REQUIRED WORK
In the text about the memory machine below, copy the part between "Impossible." and "ephemeral than memory?", inclusive, changing "memory" to "remembrance" each time it appears.

DOCUMENT SECTION

____

A “memory machine,” then. One that could allow you to review every morning from beginning to end “the totality of knowledge acquired during one’s life.”

Impossible.
And more failure.

And yet, here I am, with my Frontextos (visual poems), attempting to build this machine that will hold all memory.

As of today, 1,365.

One every day since New Year’s 2018 to document all possible utterance of my imagination, all possible shape and form, all possible silence, all possible roar.

After all, what is more ephemeral than memory?

More brief than our bodies or the hand that marks the maker?

As I am writing this, I think of how Macondo was saved by a drink “of a gentle color.” The people of the town recovered their memory. They celebrated.

And as I am writing this, I think about the time someone commented about the “gentle color” I had used in a Frontexto.

At the time, I didn’t think much of the observation. Blew it off.

Till recently, when I re-read the novel. And there it was: “a drink of a gentle color.”   And then, I could remember.

____

SUPPLIED RECORDS
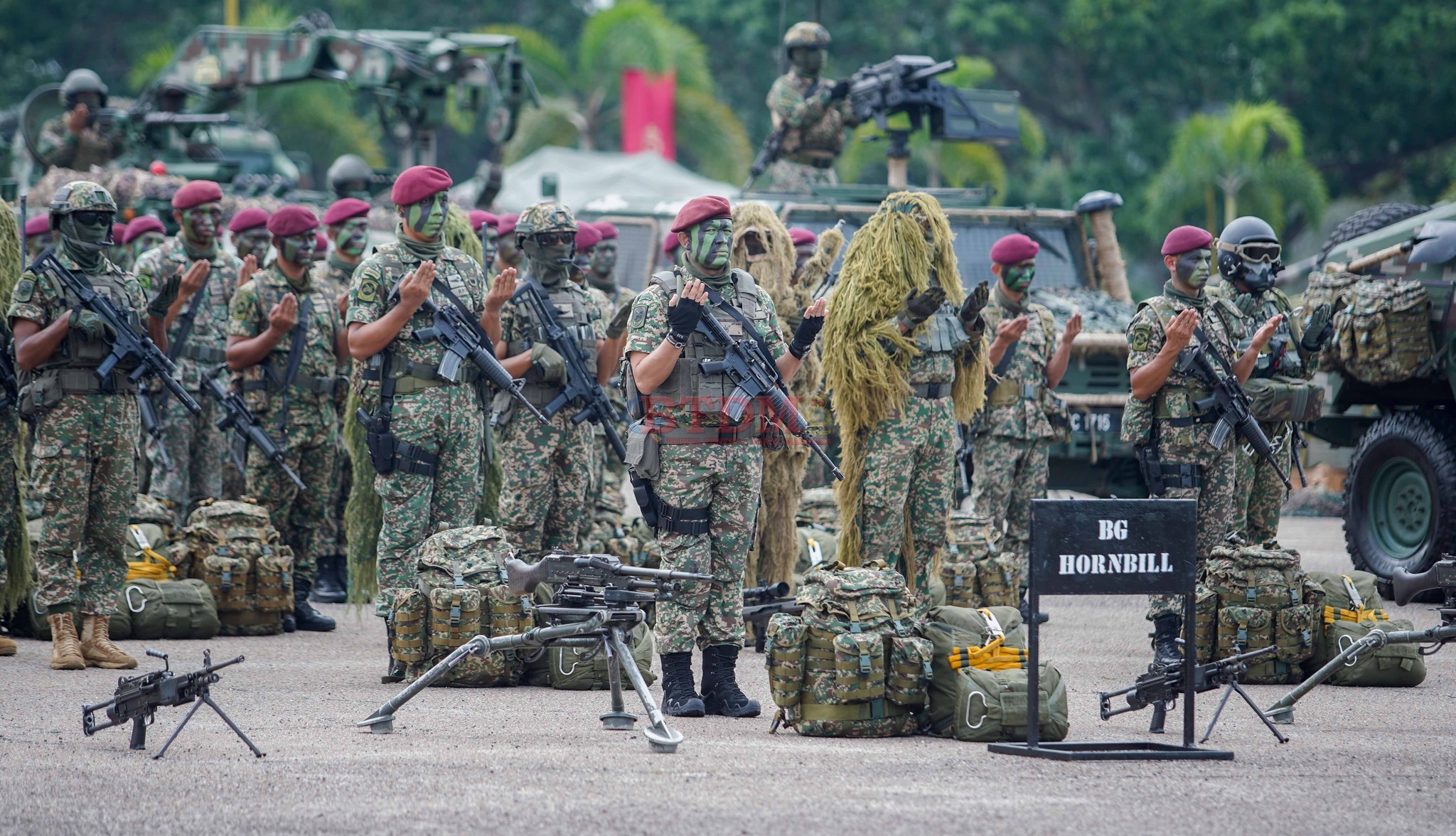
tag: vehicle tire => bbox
[1319,204,1431,264]
[1344,412,1456,579]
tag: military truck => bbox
[1290,203,1456,588]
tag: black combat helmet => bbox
[1216,215,1284,294]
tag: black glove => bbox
[896,286,945,331]
[789,316,824,360]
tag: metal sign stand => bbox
[985,500,1233,760]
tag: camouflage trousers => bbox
[855,397,955,596]
[653,441,763,654]
[31,395,137,615]
[971,432,1047,578]
[374,386,485,616]
[496,409,597,561]
[143,392,232,521]
[1147,421,1241,621]
[247,415,339,584]
[1231,422,1293,543]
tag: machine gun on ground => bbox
[1096,645,1288,743]
[82,650,264,760]
[355,555,714,753]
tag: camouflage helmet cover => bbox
[783,21,828,50]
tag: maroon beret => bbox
[992,232,1041,264]
[121,214,168,243]
[172,181,223,210]
[323,198,370,226]
[227,207,268,232]
[1163,226,1213,255]
[268,205,319,237]
[673,195,732,232]
[389,166,454,207]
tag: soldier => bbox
[1214,215,1332,543]
[1124,226,1278,664]
[345,166,495,682]
[767,21,857,192]
[7,181,181,670]
[824,192,989,597]
[626,197,825,717]
[971,233,1082,578]
[227,205,339,631]
[137,181,246,525]
[486,203,613,557]
[36,70,124,172]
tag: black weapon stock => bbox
[511,278,628,461]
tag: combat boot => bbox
[703,644,761,717]
[82,615,137,670]
[293,575,336,632]
[45,613,86,670]
[661,653,703,717]
[1153,613,1184,667]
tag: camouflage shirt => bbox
[137,237,243,390]
[227,268,343,427]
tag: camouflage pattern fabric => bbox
[653,441,763,654]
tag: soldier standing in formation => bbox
[1123,226,1280,664]
[7,181,181,670]
[137,181,246,523]
[626,197,825,717]
[971,233,1082,578]
[227,205,339,631]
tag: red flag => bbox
[621,68,677,160]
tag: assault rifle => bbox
[82,648,264,760]
[511,278,628,461]
[697,293,845,479]
[1096,645,1288,743]
[1178,326,1292,489]
[355,555,714,753]
[203,363,309,491]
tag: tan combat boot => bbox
[45,613,86,670]
[82,615,137,670]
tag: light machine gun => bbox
[355,555,714,753]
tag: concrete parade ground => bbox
[0,518,1456,836]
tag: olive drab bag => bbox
[169,498,293,635]
[1194,539,1324,685]
[764,561,931,737]
[1306,569,1425,687]
[920,606,1070,743]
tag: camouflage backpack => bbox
[764,561,931,737]
[169,498,293,635]
[389,526,533,687]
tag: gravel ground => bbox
[0,518,1456,836]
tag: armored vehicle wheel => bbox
[1344,412,1456,578]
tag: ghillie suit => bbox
[821,192,987,591]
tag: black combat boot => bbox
[1153,615,1184,667]
[703,644,761,717]
[293,575,336,632]
[661,653,703,717]
[311,555,350,604]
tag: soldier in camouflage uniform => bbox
[767,21,857,192]
[7,181,181,670]
[626,197,825,717]
[971,233,1082,578]
[345,166,500,682]
[35,70,124,172]
[227,205,348,631]
[137,181,242,525]
[488,203,611,558]
[1123,226,1278,664]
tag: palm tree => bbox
[1147,102,1329,237]
[485,0,751,181]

____

SOLVED EXERCISE
Impossible.
And more failure.

And yet, here I am, with my Frontextos (visual poems), attempting to build this machine that will hold all remembrance.

As of today, 1,365.

One every day since New Year’s 2018 to document all possible utterance of my imagination, all possible shape and form, all possible silence, all possible roar.

After all, what is more ephemeral than remembrance?